◆ ITEMS
--------

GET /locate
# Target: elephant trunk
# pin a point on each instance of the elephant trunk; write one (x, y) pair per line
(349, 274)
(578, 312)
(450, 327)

--------

◆ WHAT THE EXERCISE ASKS
Render the rows above as a two-column CSV with the header text,answer, writing one line per row with its text and its answer. Put each field in double quotes and replace the line breaks inside a field with spaces.

◆ FINISHED ANSWER
text,answer
"GET /locate # Target: elephant trunk # pin a point on each instance of the elephant trunk; write one (x, y) pair per line","(349, 274) (578, 312) (450, 327)"